#### Records provided
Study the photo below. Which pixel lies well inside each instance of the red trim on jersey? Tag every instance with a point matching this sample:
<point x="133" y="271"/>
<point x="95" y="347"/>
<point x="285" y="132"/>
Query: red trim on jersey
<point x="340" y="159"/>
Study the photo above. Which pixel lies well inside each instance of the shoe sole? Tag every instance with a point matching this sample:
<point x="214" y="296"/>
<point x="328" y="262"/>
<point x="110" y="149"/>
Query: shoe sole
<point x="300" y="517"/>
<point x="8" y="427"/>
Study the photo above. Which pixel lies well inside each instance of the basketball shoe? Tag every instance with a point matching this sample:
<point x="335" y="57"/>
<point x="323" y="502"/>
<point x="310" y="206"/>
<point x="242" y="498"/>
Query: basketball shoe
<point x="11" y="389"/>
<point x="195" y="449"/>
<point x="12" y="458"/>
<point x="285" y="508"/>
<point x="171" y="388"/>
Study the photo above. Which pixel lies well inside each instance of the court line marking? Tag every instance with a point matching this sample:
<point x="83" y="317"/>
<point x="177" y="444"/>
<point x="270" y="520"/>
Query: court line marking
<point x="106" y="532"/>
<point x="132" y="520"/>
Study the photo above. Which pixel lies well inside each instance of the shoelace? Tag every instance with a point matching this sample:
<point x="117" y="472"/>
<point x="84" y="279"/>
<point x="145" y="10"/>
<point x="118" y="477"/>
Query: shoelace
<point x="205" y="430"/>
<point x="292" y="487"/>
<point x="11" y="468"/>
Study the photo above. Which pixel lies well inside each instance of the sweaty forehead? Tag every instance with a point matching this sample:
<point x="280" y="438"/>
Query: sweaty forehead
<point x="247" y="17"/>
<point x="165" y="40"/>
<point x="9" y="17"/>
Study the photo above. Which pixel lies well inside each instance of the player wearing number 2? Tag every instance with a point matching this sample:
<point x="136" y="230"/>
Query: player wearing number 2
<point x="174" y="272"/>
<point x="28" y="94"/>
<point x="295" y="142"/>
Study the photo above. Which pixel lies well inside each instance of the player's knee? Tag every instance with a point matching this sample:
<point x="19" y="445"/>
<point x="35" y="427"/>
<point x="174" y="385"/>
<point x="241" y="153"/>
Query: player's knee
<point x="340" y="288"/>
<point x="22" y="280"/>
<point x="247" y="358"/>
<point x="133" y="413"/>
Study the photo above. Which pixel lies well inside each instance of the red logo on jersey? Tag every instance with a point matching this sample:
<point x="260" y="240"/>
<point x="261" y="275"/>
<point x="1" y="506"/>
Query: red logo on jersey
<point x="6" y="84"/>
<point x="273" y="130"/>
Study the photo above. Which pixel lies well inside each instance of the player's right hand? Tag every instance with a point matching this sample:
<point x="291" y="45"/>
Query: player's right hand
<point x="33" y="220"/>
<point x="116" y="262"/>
########
#### Records provided
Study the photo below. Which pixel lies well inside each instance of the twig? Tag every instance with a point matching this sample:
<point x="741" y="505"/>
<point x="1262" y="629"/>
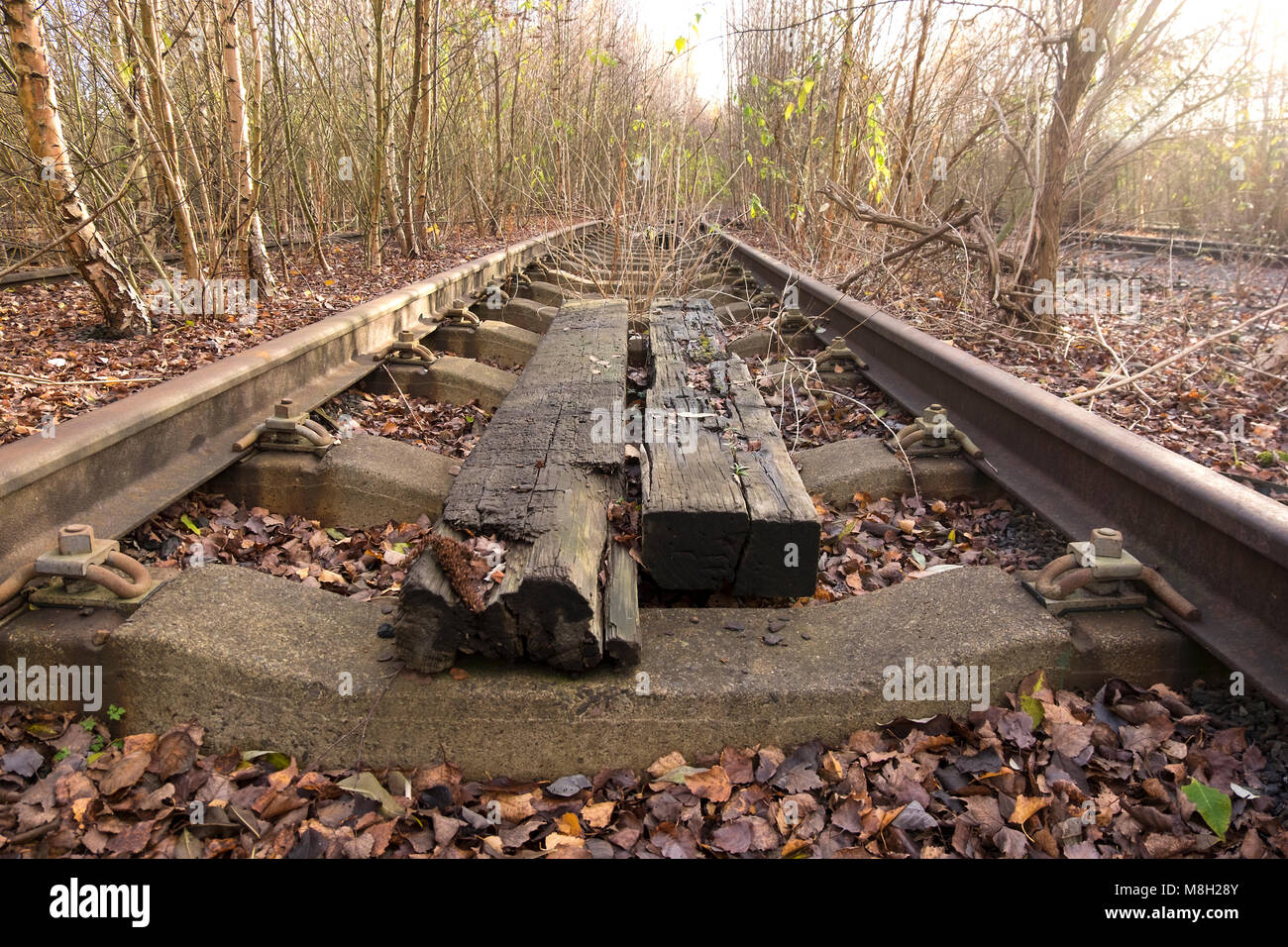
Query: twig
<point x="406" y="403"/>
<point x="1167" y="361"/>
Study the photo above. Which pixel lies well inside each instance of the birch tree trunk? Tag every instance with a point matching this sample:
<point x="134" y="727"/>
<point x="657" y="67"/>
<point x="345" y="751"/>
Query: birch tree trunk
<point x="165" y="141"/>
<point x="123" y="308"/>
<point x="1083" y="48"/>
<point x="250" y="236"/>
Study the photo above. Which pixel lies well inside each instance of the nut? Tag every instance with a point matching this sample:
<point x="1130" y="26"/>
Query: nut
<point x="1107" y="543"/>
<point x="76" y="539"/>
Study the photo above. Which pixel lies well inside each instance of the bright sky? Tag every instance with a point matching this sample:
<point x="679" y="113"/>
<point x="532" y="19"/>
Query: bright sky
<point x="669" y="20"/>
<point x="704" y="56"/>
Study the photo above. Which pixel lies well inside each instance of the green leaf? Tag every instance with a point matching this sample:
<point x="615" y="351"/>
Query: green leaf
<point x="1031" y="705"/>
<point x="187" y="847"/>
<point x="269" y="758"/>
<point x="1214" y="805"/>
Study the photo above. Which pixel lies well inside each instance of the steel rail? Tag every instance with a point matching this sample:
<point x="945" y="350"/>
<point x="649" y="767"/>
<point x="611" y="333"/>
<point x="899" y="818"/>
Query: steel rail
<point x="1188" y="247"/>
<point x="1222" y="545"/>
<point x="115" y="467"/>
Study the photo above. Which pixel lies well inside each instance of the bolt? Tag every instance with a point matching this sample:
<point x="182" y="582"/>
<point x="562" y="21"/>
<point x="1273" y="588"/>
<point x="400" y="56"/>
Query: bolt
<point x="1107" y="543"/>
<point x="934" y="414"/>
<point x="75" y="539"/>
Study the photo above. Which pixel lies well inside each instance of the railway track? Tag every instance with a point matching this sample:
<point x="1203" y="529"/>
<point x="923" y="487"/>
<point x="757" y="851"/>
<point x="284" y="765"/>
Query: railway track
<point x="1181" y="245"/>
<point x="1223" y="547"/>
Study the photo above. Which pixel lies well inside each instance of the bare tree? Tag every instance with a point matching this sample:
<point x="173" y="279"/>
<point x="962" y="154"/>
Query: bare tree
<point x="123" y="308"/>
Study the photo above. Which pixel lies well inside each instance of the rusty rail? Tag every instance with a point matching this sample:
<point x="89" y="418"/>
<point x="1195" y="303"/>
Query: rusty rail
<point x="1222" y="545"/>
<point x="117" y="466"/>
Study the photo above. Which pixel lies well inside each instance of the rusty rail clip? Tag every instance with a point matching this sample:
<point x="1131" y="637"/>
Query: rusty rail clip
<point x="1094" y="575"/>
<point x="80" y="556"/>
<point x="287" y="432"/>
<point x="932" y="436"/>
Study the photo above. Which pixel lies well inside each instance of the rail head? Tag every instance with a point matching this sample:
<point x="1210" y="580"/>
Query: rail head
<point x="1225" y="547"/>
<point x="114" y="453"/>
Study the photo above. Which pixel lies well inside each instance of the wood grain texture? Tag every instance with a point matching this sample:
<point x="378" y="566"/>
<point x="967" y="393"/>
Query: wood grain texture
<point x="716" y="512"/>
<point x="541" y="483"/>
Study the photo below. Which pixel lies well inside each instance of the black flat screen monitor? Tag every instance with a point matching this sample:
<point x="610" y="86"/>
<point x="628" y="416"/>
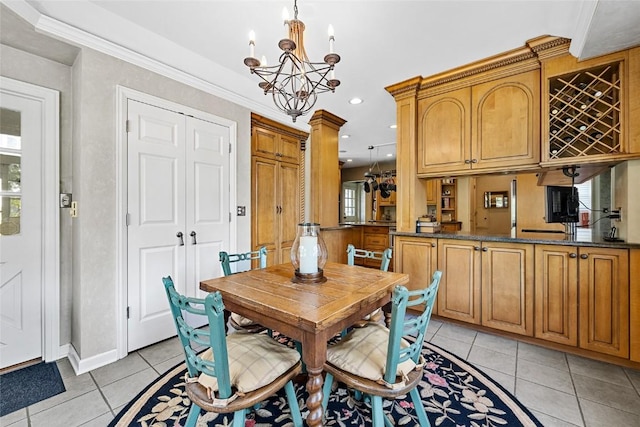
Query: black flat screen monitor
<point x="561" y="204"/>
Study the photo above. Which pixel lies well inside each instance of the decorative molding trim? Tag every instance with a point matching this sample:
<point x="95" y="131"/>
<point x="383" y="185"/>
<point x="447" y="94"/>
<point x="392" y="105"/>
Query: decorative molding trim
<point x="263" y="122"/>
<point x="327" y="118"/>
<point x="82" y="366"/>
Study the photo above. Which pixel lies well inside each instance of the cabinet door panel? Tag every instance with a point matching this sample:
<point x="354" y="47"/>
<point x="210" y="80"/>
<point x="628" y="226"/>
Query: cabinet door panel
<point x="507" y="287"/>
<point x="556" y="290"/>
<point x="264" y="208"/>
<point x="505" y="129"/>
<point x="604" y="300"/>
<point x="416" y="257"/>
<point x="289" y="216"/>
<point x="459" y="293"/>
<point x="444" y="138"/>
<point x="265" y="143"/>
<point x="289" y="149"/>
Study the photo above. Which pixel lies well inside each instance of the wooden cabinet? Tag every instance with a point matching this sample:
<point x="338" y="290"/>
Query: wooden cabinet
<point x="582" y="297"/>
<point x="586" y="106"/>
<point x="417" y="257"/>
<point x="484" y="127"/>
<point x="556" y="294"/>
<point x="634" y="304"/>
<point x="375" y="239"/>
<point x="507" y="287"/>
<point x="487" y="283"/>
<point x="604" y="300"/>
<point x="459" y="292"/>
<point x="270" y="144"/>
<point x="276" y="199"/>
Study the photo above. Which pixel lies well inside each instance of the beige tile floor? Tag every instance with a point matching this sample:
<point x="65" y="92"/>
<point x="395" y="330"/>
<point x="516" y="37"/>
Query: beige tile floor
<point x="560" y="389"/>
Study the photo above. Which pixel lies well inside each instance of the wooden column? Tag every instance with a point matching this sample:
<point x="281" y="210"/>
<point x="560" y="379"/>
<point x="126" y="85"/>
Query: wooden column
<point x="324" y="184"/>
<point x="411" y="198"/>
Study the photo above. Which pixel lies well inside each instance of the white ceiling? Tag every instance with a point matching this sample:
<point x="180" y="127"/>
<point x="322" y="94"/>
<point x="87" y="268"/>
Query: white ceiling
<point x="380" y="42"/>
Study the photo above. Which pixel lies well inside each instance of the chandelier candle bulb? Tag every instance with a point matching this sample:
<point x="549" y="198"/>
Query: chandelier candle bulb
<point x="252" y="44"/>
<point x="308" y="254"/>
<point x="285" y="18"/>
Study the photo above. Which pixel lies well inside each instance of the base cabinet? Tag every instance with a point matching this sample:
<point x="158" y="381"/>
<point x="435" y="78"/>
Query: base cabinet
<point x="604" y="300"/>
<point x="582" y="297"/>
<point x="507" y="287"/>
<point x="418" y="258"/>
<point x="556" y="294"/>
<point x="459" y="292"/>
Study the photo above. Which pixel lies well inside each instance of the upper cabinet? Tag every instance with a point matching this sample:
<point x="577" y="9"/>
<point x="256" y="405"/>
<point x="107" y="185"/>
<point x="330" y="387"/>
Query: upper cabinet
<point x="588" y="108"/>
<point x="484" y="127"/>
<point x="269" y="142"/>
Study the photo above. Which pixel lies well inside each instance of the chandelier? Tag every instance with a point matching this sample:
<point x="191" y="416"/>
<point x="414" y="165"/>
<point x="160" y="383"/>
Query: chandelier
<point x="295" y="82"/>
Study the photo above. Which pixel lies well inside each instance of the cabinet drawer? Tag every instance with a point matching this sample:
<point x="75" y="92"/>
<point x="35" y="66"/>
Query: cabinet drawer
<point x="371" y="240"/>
########
* _Exercise aim_:
Looking at the data above, show all lines where the word "below" occurs.

* _Exercise response_:
Study the photo below. Which pixel lies well inside each instance of the red trim on jersey? Tag every instance with a point matching this sample:
Study the photo below. Which pixel lies well inside each instance of the twig? Tag every instance with a point matching this sample:
Study the photo below. Which pixel lies well inside each instance of the black flat screen monitor? Tag every instance with a point matching this sample:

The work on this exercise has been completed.